• **Work item**:
Could you restate the entries below word for word?

• **Given data**:
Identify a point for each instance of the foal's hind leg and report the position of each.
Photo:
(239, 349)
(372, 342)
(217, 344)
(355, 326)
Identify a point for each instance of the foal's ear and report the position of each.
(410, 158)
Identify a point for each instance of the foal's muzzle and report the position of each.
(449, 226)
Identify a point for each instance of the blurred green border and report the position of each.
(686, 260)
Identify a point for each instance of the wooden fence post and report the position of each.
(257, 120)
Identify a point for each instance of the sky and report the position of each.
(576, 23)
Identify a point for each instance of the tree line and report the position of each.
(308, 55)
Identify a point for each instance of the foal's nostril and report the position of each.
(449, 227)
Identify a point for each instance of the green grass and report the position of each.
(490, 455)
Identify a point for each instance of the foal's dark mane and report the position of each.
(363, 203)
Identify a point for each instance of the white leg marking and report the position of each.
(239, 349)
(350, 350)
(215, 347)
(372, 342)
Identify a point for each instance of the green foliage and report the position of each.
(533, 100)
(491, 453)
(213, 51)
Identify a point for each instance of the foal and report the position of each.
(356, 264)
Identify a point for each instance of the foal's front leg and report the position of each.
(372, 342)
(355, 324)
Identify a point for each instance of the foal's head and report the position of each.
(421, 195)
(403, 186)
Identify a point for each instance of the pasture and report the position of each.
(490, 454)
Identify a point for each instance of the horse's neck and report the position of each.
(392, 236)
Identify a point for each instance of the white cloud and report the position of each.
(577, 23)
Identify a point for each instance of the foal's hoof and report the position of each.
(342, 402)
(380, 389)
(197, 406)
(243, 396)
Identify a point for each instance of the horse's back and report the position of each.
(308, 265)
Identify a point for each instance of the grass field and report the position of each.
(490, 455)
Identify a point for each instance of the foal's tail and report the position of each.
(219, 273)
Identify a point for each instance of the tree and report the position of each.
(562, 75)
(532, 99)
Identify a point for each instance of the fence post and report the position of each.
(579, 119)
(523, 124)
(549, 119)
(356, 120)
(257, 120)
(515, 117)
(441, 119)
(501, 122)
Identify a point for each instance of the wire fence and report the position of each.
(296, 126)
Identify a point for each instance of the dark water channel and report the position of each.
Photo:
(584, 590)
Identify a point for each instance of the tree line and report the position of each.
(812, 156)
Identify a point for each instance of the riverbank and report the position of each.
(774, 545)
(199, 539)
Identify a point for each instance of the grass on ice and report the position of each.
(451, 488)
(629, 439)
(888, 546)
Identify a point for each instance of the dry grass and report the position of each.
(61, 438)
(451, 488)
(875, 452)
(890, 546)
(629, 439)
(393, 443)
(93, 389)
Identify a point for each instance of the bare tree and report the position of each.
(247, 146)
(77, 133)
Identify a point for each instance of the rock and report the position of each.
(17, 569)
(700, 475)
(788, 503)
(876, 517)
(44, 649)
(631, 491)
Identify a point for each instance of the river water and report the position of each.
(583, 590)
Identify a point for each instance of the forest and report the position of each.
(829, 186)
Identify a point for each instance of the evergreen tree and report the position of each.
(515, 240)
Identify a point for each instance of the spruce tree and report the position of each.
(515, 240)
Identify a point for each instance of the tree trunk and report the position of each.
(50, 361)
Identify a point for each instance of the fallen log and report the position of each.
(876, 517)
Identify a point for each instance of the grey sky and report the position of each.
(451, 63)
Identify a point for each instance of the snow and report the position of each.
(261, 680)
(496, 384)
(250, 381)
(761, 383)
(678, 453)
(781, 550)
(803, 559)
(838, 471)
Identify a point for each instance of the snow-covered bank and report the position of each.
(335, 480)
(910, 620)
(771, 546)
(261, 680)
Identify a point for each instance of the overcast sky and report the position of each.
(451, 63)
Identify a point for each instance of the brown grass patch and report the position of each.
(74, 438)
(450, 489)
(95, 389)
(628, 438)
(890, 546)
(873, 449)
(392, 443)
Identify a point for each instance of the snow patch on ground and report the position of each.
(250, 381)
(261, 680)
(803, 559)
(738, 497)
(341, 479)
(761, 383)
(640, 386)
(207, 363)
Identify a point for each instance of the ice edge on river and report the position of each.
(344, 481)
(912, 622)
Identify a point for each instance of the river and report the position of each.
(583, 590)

• **Task response**:
Identify a point for each instance of the foal's hind leg and report the position of each.
Photo:
(239, 349)
(372, 342)
(217, 344)
(355, 326)
Identify a point for each instance of the foal's ear and report the position of each.
(410, 158)
Identify a point for each instance of the foal's muzzle and report the position of each.
(449, 226)
Identify a point for each instance of the blurred green border and report the position of each.
(686, 260)
Identify a point for each instance of the wooden fence post and report the position of each.
(257, 120)
Identify a point for each instance of the sky and report the position of each.
(576, 23)
Identify a point for each instance of the tree line and report the position of each.
(308, 55)
Identify a point for each instance of the foal's nostril and report the position of each.
(449, 227)
Identify a point for each instance of the green grass and report the position of each.
(490, 455)
Identify a point for each instance of the foal's dark mane and report the position of each.
(363, 203)
Identify a point for each instance of the white leg marking and report the position of each.
(239, 349)
(350, 350)
(215, 347)
(372, 342)
Identify a point for each instance of the green foliage and report the position of each.
(533, 100)
(491, 453)
(213, 51)
Identify a point for each instance of the foal and report the position of each.
(356, 264)
Identify a point for each instance of the foal's front leg and report the position of each.
(372, 342)
(355, 324)
Identify a point for each instance of the foal's head and report the position of each.
(421, 195)
(403, 186)
Identify a point for each instance of the pasture and report the position of each.
(490, 454)
Identify a point for each instance of the horse's neck and report the position of each.
(392, 236)
Identify a point for each instance of the white cloud and report the position of each.
(577, 23)
Identify a point for each instance of the foal's hoof and report the position of each.
(342, 402)
(380, 389)
(197, 406)
(243, 396)
Identify a point for each instance of the horse's back and report the position of each.
(308, 265)
Identify a point for each instance of the grass field and report the position of each.
(490, 455)
Identify a point for each instance of the foal's tail and report the position of each.
(219, 273)
Identify a point for each instance of the tree and report the position of each.
(562, 75)
(532, 99)
Identify a point for each instance of the fence post and report the position of each.
(579, 119)
(523, 124)
(549, 119)
(356, 120)
(257, 120)
(515, 117)
(441, 119)
(501, 122)
Identify a point for each instance of the wire fence and report the position of each.
(296, 126)
Identify a point for each instance of the dark water channel and report the position of each.
Photo:
(584, 590)
Identify a point for each instance of the tree line and report the position of each.
(812, 156)
Identify a point for each instance of the riverbank and report the position of each.
(774, 545)
(199, 539)
Identify a point for each instance of the grass on ice and report the position of each.
(451, 488)
(629, 439)
(888, 546)
Identify a point for each instance of the dry grass and report the position of each.
(61, 438)
(451, 488)
(875, 452)
(890, 546)
(629, 439)
(393, 443)
(93, 389)
Identify a point for each instance of the bare tree and report the position of each.
(247, 146)
(77, 133)
Identify a point for each instance of the rock and report the position of each.
(17, 569)
(700, 475)
(788, 503)
(876, 517)
(44, 649)
(631, 491)
Identify a point for each instance of the river water and report the position of each.
(583, 590)
Identify a point for each instance of the forest and report the position of each.
(829, 186)
Identify a point for each instance of the evergreen tree and report the position of each.
(515, 240)
Identify a point for each instance of the spruce tree and report the position of each.
(515, 240)
Identify a point for each instance of the tree trunk and report the position of each.
(50, 361)
Identify a point for each instance of the fallen log and report the position of each.
(876, 517)
Identify a point for each instance of the grey sky and report the position of each.
(451, 63)
Identify a point for each instance of the snow and report the position of each.
(261, 680)
(496, 384)
(250, 381)
(761, 383)
(678, 453)
(781, 550)
(803, 559)
(838, 471)
Identify a point for each instance of the snow-covered bank and report the position of each.
(335, 480)
(910, 620)
(771, 546)
(261, 680)
Identify a point for each instance of the overcast sky and report the position of each.
(451, 63)
Identify a point for each instance of the brown grass patch and report the position of each.
(74, 438)
(450, 489)
(95, 389)
(628, 438)
(890, 546)
(873, 449)
(392, 443)
Identify a point for each instance of the snow patch on ground and report the position of each.
(250, 381)
(261, 680)
(803, 559)
(738, 497)
(341, 479)
(761, 383)
(640, 386)
(207, 363)
Identify a point for each instance of the ice edge on river and report the position of each.
(344, 481)
(912, 622)
Identify a point for each instance of the river and report the position of each.
(583, 590)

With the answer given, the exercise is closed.